* Begin MATERIAL TO PROCESS *

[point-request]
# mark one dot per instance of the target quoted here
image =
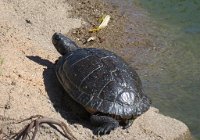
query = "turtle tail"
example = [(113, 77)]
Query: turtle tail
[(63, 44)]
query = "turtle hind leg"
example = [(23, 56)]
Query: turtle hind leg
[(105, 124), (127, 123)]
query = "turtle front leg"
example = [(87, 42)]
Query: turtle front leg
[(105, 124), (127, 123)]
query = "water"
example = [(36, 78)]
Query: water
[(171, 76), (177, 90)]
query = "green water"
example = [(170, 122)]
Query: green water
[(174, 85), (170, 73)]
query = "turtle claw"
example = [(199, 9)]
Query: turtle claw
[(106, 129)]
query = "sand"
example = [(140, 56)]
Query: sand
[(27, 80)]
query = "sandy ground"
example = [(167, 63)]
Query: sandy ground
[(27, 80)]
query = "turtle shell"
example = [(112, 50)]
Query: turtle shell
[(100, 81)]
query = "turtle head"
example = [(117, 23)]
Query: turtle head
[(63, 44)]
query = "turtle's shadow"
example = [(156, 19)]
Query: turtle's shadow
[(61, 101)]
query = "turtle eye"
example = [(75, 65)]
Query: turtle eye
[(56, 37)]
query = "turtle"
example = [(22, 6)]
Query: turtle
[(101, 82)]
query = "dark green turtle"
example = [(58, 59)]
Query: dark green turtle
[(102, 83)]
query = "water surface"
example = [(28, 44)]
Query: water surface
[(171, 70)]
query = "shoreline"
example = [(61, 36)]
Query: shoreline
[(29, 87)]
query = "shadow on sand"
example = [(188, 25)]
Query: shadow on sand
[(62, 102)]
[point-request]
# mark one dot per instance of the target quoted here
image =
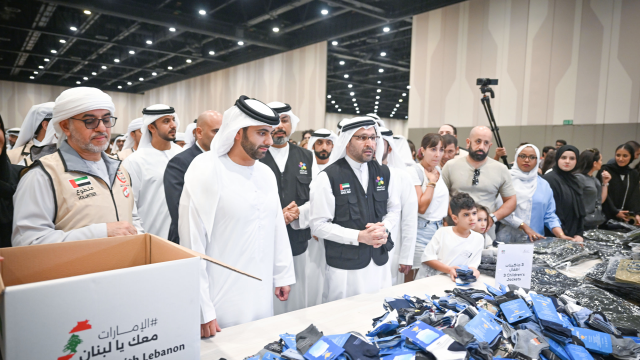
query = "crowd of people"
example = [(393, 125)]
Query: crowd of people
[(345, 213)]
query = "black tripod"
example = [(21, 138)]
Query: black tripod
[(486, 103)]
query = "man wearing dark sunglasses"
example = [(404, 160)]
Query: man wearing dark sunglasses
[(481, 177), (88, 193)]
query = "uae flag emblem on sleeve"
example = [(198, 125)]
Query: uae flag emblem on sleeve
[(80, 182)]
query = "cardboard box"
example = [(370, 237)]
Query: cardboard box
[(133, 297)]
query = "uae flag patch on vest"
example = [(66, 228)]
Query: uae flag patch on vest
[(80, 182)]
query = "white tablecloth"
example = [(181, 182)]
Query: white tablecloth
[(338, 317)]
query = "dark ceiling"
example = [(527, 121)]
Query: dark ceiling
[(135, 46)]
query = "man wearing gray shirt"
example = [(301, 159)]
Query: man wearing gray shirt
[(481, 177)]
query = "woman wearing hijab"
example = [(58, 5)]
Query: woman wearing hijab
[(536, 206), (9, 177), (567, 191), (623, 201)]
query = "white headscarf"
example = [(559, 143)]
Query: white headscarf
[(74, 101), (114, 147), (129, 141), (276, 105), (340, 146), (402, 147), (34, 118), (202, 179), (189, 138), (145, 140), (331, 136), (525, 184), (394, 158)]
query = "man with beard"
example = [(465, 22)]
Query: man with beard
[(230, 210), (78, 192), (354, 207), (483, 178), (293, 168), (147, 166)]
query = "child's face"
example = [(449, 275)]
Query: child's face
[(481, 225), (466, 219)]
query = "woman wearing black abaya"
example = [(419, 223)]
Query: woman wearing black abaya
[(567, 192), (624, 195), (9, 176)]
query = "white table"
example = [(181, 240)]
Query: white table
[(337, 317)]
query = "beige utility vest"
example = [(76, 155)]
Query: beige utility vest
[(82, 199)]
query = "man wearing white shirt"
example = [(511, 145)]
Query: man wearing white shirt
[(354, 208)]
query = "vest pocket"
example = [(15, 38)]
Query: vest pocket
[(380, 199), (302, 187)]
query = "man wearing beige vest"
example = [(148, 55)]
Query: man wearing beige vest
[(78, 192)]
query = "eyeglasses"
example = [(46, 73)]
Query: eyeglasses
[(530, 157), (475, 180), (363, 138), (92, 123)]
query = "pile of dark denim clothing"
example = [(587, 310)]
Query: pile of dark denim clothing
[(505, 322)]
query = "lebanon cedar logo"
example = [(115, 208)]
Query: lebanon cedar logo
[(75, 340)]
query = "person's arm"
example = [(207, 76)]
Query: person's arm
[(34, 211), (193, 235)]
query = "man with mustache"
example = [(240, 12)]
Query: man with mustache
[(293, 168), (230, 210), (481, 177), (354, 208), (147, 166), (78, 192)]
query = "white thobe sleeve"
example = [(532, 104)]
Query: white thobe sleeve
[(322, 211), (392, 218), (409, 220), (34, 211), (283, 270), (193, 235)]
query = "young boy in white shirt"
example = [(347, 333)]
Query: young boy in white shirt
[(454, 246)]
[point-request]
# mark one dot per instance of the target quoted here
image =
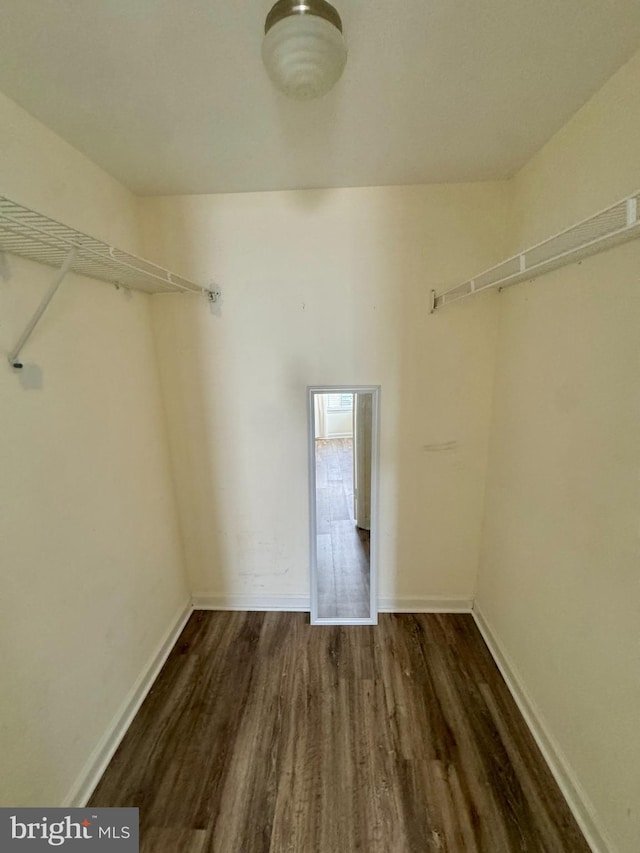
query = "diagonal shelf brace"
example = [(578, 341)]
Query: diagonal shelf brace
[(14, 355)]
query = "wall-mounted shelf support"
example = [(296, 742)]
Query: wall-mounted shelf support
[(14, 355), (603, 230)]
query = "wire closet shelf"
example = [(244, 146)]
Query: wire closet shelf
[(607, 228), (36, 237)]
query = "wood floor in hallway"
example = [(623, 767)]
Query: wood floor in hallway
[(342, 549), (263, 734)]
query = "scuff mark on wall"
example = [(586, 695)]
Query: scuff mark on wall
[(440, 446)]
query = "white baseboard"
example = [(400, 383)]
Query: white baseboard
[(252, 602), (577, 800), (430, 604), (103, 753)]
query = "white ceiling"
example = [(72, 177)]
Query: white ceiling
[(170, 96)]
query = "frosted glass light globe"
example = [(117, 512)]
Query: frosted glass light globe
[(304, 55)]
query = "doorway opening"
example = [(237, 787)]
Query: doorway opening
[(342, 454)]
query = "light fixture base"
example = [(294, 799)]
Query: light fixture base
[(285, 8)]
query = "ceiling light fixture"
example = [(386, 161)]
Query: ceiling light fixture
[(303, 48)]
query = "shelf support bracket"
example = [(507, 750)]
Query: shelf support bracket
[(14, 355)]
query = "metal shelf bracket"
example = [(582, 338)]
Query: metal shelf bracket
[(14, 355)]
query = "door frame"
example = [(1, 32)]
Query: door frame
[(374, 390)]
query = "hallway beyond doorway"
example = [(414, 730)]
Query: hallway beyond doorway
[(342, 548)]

* End MATERIAL TO PROCESS *

*TASK TO COMPLETE*:
Extract the text of all the records above verbatim, excluding pictures.

*TASK SOLUTION*:
[point-request]
# mark one dot per instance of the target quoted here
image =
query = "turtle tail"
example = [(113, 77)]
Query: turtle tail
[(63, 44)]
query = "turtle hind leg"
example = [(23, 56)]
Query: turtle hind leg
[(105, 124), (127, 123)]
query = "turtle front leg"
example = [(87, 42)]
Query: turtle front leg
[(105, 124), (127, 123)]
query = "water"
example = [(36, 78)]
Query: water
[(171, 76), (177, 90)]
query = "green water"
example = [(170, 122)]
Query: green water
[(174, 85), (170, 73)]
query = "turtle claw"
example = [(199, 9)]
Query: turtle claw
[(106, 129)]
query = "sand"
example = [(140, 56)]
Query: sand
[(27, 80)]
query = "sandy ground"
example = [(167, 63)]
Query: sandy ground
[(27, 80)]
query = "turtle shell"
example = [(112, 50)]
Query: turtle shell
[(100, 81)]
query = "turtle head"
example = [(117, 23)]
Query: turtle head
[(63, 44)]
query = "turtle's shadow"
example = [(156, 19)]
Query: turtle's shadow
[(61, 101)]
query = "turtle eye"
example = [(75, 65)]
Query: turtle eye
[(56, 37)]
query = "turtle"
example = [(22, 6)]
Query: turtle
[(101, 82)]
query = "dark green turtle"
example = [(58, 59)]
Query: dark green turtle
[(102, 83)]
query = "water surface"
example = [(28, 44)]
Query: water surface
[(171, 70)]
query = "shoreline"
example = [(61, 36)]
Query: shoreline
[(29, 87)]
query = "shadow on sand"
example = [(188, 25)]
Query: shadow on sand
[(62, 102)]
[point-request]
# mark one dot per instance of the target quoted here
image =
query = "crowd of people"
example = [(393, 125)]
Query: crowd of people
[(345, 213)]
query = "black tripod"
example = [(21, 138)]
Query: black tripod
[(486, 103)]
query = "man wearing dark sunglasses"
example = [(404, 160)]
Query: man wearing dark sunglasses
[(481, 177), (88, 193)]
query = "uae flag emblem on sleeve"
example = [(198, 125)]
Query: uae flag emblem on sleeve
[(80, 182)]
query = "cardboard box"
example = [(370, 237)]
Query: cardboard box
[(133, 297)]
query = "uae flag patch on vest"
example = [(66, 228)]
Query: uae flag patch on vest
[(80, 182)]
query = "white tablecloth"
example = [(181, 182)]
Query: white tablecloth
[(338, 317)]
query = "dark ceiling"
example = [(527, 121)]
Query: dark ceiling
[(135, 46)]
query = "man wearing gray shirt"
example = [(301, 159)]
Query: man wearing gray shirt
[(481, 177)]
query = "woman wearing hijab"
example = [(58, 5)]
Query: woman wearing hijab
[(536, 206), (9, 177), (567, 191), (623, 201)]
query = "white headscarf"
example = [(559, 143)]
Query: white headscarf
[(74, 101), (114, 147), (129, 141), (276, 105), (340, 146), (402, 147), (34, 118), (202, 179), (189, 138), (145, 140), (331, 136), (525, 184), (394, 158)]
query = "man with beard"
example = [(465, 22)]
Query: man with beard
[(230, 210), (78, 192), (354, 207), (483, 178), (293, 168), (147, 166)]
query = "child's face"
example = [(449, 275)]
Query: child's face
[(481, 225), (466, 219)]
query = "woman wearing black abaya"
example = [(419, 223)]
Query: woman wearing black abaya
[(567, 192), (624, 195), (9, 176)]
query = "white table"
example = [(181, 240)]
Query: white table
[(337, 317)]
query = "beige utility vest"
example = [(76, 155)]
Query: beige utility vest
[(82, 199)]
query = "man wearing white shirt"
example = [(511, 145)]
Query: man wearing white shirt
[(354, 208)]
query = "vest pocket"
example = [(15, 38)]
Query: vest pocket
[(380, 199), (302, 187)]
query = "man wearing beige vest"
example = [(148, 55)]
Query: man wearing beige vest
[(78, 192)]
query = "eyeglasses"
example = [(46, 73)]
Query: eyeglasses
[(530, 157), (475, 180), (363, 138), (92, 123)]
query = "pile of dark denim clothing"
example = [(587, 310)]
Query: pile of dark denim clothing
[(505, 322)]
query = "lebanon cedar logo"
example = [(115, 208)]
Query: lebanon cedar logo
[(75, 340)]
query = "person's arm"
example = [(207, 76)]
Query: person's arm
[(34, 211), (193, 235)]
query = "man with mustache"
example = [(240, 12)]
Query: man with mustache
[(293, 168), (230, 210), (481, 177), (354, 208), (147, 166), (78, 192)]
query = "white thobe sleeve"
example = [(532, 104)]
Query: white thobe sleeve
[(322, 211), (392, 218), (409, 220), (34, 211), (283, 270), (193, 235)]
query = "young boy in white shirt"
example = [(347, 333)]
Query: young boy in white shirt
[(454, 246)]
[point-request]
# mark one dot per instance of the target quoted here
image =
query = "diagonal shelf brace"
example = [(578, 341)]
Query: diagonal shelf brace
[(14, 355)]
query = "wall-mounted shelf support"
example = [(296, 742)]
Query: wall-mounted shelf support
[(14, 355), (603, 230)]
query = "wire closet shelf"
example = [(244, 146)]
Query: wire closet shelf
[(607, 228), (36, 237)]
query = "wood floor in hallway"
example = [(623, 767)]
Query: wood floor in hallway
[(342, 549), (263, 734)]
query = "scuff mark on wall"
example = [(586, 695)]
Query: scuff mark on wall
[(440, 446)]
query = "white baseboard"
example = [(400, 383)]
Query: white baseboard
[(252, 602), (577, 800), (430, 604), (103, 753)]
query = "white ceiling"
example = [(72, 177)]
Query: white ceiling
[(170, 96)]
query = "frosted glass light globe"
example = [(117, 512)]
Query: frosted glass light globe
[(304, 55)]
query = "doorway opening"
example = [(237, 787)]
Query: doorway opening
[(342, 454)]
query = "light fixture base"
example = [(294, 799)]
Query: light fixture base
[(285, 8)]
query = "ceiling light fixture"
example = [(386, 161)]
Query: ceiling light fixture
[(303, 48)]
query = "shelf support bracket"
example = [(507, 750)]
Query: shelf support bracket
[(14, 355)]
query = "metal shelf bracket"
example = [(582, 338)]
Query: metal shelf bracket
[(14, 355)]
query = "door frame"
example = [(1, 32)]
Query: door frame
[(374, 390)]
query = "hallway beyond doorway"
example = [(414, 730)]
Query: hallway beyond doorway
[(342, 548)]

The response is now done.